◆ Instructions to follow
According to the header on immobilizing cellulolytic enzymes in mesostructured silica, on what date was the article accepted?

◆ Excerpt
***
Immobilization of Cellulolytic Enzymes in Mesostructured Silica Materials

Istituto Motori CNR, Via Guglielmo Marconi 4, 80125 Napoli, Italy
Department of Chemical Engineering, Materials and Industrial Production, Piazzale Tecchio 80, 80125 Napoli, Italy
Authors to whom correspondence should be addressed.
Catalysts 2020, 10(6), 706;
Received: 28 May 2020 / Revised: 14 June 2020 / Accepted: 18 June 2020 / Published: 23 June 2020
(This article belongs to the Special Issue Porous Materials and Catalysts)
***
◆ Provided data
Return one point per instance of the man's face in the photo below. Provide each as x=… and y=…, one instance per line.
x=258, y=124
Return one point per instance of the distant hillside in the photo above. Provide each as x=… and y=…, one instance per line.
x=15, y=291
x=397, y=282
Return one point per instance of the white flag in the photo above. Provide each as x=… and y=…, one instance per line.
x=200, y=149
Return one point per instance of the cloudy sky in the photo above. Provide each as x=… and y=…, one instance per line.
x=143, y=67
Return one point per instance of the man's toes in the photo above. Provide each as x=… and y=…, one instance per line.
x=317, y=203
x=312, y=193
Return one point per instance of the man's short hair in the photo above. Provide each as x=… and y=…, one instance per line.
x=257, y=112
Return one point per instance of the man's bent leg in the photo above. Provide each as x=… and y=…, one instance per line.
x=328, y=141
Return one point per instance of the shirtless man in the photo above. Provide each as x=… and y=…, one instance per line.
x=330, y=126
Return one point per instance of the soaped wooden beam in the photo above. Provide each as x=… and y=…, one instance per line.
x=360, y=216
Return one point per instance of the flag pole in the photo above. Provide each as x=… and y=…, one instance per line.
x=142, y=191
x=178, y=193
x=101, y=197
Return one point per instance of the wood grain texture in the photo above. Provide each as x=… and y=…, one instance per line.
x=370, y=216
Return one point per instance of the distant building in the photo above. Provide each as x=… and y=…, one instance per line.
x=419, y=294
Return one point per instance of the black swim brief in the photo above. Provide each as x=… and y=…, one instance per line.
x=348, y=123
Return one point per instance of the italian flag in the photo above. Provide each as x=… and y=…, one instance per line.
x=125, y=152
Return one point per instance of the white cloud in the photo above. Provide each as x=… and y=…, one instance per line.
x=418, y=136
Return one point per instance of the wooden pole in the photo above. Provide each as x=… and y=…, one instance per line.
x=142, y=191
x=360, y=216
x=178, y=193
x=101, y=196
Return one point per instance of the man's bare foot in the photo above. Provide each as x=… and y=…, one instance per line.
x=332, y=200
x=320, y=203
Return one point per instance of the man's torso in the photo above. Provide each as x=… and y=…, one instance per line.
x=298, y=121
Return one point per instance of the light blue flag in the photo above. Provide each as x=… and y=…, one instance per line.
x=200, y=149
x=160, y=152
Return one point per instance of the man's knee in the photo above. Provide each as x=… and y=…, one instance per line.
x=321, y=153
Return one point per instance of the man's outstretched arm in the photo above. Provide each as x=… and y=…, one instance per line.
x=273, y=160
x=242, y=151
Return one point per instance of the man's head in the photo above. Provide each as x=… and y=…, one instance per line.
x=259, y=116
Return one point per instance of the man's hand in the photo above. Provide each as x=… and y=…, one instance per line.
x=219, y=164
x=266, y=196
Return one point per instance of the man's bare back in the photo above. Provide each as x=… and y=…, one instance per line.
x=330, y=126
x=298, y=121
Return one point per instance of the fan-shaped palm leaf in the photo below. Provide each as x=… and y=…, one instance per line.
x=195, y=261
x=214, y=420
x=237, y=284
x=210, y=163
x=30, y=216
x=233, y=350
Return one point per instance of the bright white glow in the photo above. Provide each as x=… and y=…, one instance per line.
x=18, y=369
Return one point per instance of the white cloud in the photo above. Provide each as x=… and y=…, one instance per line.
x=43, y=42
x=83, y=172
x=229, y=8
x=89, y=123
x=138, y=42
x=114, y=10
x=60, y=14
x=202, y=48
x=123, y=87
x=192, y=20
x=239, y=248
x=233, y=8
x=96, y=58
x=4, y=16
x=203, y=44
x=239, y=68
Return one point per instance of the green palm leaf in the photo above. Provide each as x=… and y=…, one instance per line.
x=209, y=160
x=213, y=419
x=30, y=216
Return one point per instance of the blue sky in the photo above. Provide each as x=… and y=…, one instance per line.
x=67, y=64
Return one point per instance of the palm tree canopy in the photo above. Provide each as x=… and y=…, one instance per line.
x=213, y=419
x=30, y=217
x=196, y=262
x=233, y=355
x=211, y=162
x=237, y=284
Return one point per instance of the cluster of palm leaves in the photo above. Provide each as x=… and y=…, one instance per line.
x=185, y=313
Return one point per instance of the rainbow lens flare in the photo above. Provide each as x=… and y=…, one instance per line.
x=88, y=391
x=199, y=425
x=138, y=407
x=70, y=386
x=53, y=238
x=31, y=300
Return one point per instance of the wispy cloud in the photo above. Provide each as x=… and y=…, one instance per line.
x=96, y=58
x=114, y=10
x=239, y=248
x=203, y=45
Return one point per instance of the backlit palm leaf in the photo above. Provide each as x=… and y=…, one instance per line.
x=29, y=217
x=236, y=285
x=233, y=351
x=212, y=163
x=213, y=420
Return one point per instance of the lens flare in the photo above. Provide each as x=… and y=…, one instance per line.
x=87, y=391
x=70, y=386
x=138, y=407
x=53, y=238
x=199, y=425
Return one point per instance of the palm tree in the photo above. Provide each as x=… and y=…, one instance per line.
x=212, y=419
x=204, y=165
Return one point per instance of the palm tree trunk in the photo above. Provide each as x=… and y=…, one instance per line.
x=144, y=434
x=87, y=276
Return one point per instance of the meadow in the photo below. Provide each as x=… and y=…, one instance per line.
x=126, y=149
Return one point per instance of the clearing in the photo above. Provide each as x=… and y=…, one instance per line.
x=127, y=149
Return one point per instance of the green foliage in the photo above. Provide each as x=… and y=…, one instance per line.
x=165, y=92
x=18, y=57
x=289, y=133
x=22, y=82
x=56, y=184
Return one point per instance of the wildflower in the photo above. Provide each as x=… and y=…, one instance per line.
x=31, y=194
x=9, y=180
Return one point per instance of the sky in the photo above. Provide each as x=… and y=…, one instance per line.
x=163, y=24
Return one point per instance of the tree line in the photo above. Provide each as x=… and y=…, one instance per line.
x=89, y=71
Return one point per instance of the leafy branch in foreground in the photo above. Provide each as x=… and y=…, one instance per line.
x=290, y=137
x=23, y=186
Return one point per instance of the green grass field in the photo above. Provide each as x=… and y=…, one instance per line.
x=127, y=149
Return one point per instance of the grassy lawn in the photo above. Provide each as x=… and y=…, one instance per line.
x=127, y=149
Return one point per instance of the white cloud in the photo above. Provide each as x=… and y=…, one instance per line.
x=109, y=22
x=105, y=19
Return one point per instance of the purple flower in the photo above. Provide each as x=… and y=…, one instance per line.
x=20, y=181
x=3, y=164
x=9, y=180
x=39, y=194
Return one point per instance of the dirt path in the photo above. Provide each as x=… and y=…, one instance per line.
***
◆ Answer to this task
18 June 2020